Required task
Rewrite the records from the start through the line containing "[[[54,881],[79,816],[40,580],[10,486],[0,483],[0,968]]]", inclusive, replacing "welcome" with "appreciated" and leaving everything else unchanged. Omit the pictures from your output.

** BEGIN **

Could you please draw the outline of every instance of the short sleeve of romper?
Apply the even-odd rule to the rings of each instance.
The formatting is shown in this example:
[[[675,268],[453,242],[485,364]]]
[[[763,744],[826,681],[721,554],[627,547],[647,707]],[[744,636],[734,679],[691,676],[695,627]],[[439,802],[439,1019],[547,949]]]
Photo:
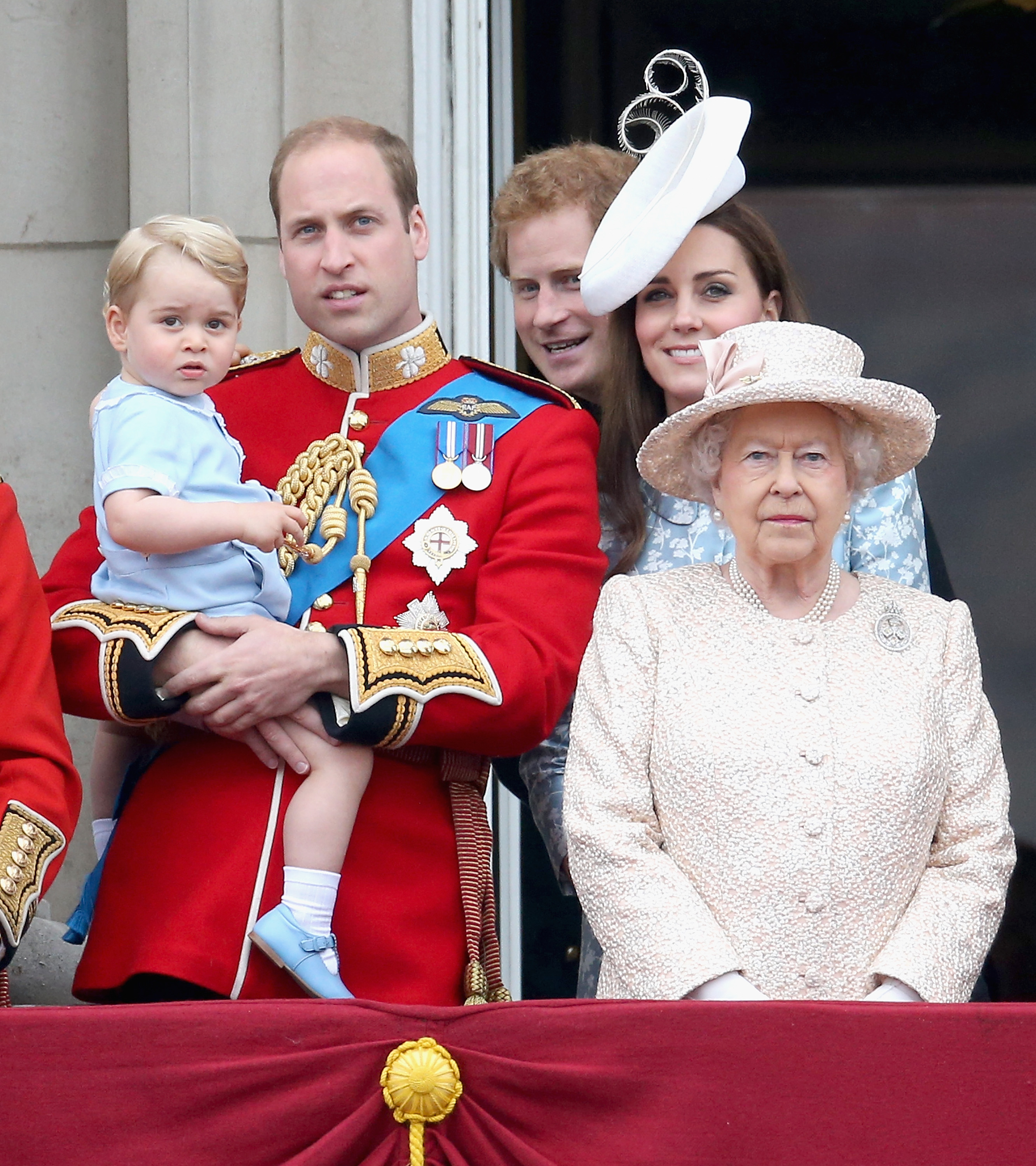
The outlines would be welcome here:
[[[141,489],[179,497],[211,426],[203,409],[155,392],[106,391],[93,416],[96,500]]]

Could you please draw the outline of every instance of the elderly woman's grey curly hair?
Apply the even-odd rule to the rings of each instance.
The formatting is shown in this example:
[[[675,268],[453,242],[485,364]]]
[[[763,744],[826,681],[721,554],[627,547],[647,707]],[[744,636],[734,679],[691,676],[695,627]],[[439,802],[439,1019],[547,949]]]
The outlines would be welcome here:
[[[731,436],[734,424],[734,413],[720,413],[709,424],[691,437],[688,445],[688,466],[690,484],[695,496],[713,505],[712,487],[719,477],[724,447]],[[874,429],[854,413],[843,413],[832,409],[838,419],[838,433],[841,437],[841,451],[848,471],[850,490],[853,500],[868,491],[878,480],[883,457],[881,441]]]

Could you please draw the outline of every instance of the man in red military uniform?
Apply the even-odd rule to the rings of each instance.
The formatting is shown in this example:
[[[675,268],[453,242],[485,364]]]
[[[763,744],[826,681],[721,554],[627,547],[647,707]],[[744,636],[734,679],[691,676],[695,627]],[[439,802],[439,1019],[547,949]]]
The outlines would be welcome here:
[[[316,554],[284,559],[299,626],[91,600],[84,512],[44,581],[66,709],[139,723],[193,694],[181,716],[211,731],[139,780],[76,991],[298,995],[248,932],[281,894],[304,763],[269,722],[322,694],[327,731],[376,750],[334,914],[343,978],[388,1002],[506,998],[480,794],[486,758],[545,737],[575,686],[604,573],[595,429],[563,393],[446,353],[418,307],[428,230],[400,139],[304,126],[270,195],[312,331],[212,396],[245,477],[310,519]],[[277,754],[290,764],[272,771]]]
[[[54,881],[79,816],[40,580],[10,486],[0,483],[0,968]]]

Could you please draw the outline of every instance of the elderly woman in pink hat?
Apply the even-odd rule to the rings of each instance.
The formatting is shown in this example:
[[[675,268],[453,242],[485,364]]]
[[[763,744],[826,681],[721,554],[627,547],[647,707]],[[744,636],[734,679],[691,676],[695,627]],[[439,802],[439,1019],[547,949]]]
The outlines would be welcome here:
[[[705,396],[639,468],[726,566],[601,595],[565,773],[599,997],[967,1000],[1014,864],[967,607],[832,559],[935,413],[823,328],[702,342]]]

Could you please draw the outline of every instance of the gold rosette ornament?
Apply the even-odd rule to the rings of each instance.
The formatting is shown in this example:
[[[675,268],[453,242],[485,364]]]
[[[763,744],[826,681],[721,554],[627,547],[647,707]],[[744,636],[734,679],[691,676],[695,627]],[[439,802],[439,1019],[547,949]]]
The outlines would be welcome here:
[[[385,1104],[410,1124],[410,1166],[424,1166],[424,1126],[453,1112],[464,1091],[457,1062],[431,1037],[403,1041],[381,1070]]]

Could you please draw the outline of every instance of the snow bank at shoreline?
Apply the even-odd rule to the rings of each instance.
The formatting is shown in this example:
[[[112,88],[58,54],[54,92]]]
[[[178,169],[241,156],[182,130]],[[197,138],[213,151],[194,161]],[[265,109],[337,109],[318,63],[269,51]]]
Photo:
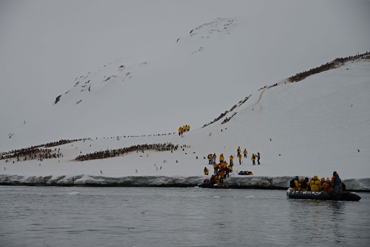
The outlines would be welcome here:
[[[119,177],[94,176],[86,175],[53,177],[25,177],[17,175],[0,175],[0,185],[29,186],[90,186],[122,187],[194,187],[202,183],[204,176],[128,176]],[[286,189],[289,187],[289,176],[271,177],[240,176],[231,177],[225,183],[229,187],[236,189],[258,188]],[[370,178],[343,180],[347,190],[370,191]]]

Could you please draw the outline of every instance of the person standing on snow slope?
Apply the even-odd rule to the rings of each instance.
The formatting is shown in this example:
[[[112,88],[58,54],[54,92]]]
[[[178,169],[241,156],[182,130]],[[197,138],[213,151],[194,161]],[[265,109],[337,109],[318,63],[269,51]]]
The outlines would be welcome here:
[[[211,162],[212,159],[212,154],[210,153],[207,157],[208,159],[208,165],[211,165]]]
[[[230,165],[232,166],[234,165],[234,162],[233,161],[233,159],[234,159],[234,156],[232,155],[230,155],[229,157],[230,158]]]

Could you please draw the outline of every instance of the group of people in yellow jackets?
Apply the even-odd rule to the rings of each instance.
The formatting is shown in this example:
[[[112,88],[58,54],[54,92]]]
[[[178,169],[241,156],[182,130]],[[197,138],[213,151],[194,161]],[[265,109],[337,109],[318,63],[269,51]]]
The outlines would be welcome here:
[[[331,179],[328,177],[326,179],[322,177],[319,180],[318,177],[315,175],[309,182],[308,177],[302,178],[300,180],[299,177],[296,176],[290,181],[290,186],[292,190],[299,191],[325,191],[330,193],[336,186],[342,187],[344,190],[346,185],[342,183],[336,172],[333,173]]]
[[[182,127],[180,126],[179,128],[179,135],[181,135],[181,137],[183,136],[184,132],[189,131],[190,130],[190,125],[183,125]]]
[[[209,179],[211,184],[223,185],[223,179],[226,177],[229,177],[229,174],[232,172],[232,162],[231,162],[230,164],[228,165],[228,162],[225,160],[223,155],[221,154],[220,155],[220,163],[217,164],[215,162],[212,165],[213,174]],[[209,171],[206,167],[205,167],[203,172],[205,175],[208,175]]]

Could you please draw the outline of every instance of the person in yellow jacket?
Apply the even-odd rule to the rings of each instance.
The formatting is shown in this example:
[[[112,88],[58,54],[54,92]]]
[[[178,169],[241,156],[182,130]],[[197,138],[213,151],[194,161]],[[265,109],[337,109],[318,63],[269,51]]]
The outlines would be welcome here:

** END **

In response
Could you please draw the outline of every instance of the short sleeve of romper?
Apply the even-odd rule to the rings of each instance.
The formatting is shown in this example:
[[[675,268],[453,242],[485,364]]]
[[[763,744],[826,681],[721,554],[627,547],[647,707]],[[744,636],[734,679],[691,676],[695,627]],[[439,802],[439,1019],[547,949]]]
Photo:
The outlines would be appreciated here:
[[[141,489],[179,497],[211,426],[203,409],[155,392],[106,391],[93,416],[96,500]]]

Could you please draw the outline of every instance of the elderly woman's grey curly hair?
Apply the even-odd rule to the rings of each instance.
The formatting is shown in this example:
[[[675,268],[453,242],[485,364]]]
[[[763,744],[826,681],[721,554],[627,547],[647,707]],[[744,636],[734,679],[691,676],[695,627]],[[439,802],[439,1019],[547,949]]]
The outlines would be appreciated here:
[[[731,436],[734,424],[734,413],[720,413],[709,424],[691,437],[688,445],[688,466],[690,484],[695,496],[713,505],[712,487],[719,477],[724,447]],[[874,429],[854,413],[843,413],[832,409],[838,419],[838,433],[841,437],[841,451],[848,471],[850,490],[853,500],[868,491],[878,480],[883,457],[881,441]]]

Could you please draw the outline of every instance of the man in red military uniform?
Apply the even-odd rule to the rings of each instance.
The formatting is shown in this example:
[[[675,268],[453,242],[485,364]]]
[[[763,744],[826,681],[721,554],[627,547],[647,707]],[[744,636],[734,679],[691,676],[695,627]],[[439,802],[439,1019],[547,949]]]
The outlines would be appreciated here:
[[[316,554],[284,559],[299,626],[91,600],[84,512],[44,581],[66,709],[139,723],[193,694],[181,716],[211,731],[139,780],[76,991],[298,995],[248,932],[281,894],[304,763],[269,722],[322,694],[327,731],[376,750],[334,914],[343,978],[388,1002],[506,998],[480,794],[486,758],[545,737],[575,686],[604,573],[595,429],[563,393],[446,353],[418,307],[428,230],[400,139],[304,126],[270,195],[312,331],[212,396],[245,477],[310,519]],[[277,754],[290,764],[272,771]]]
[[[54,881],[79,816],[40,580],[10,486],[0,483],[0,968]]]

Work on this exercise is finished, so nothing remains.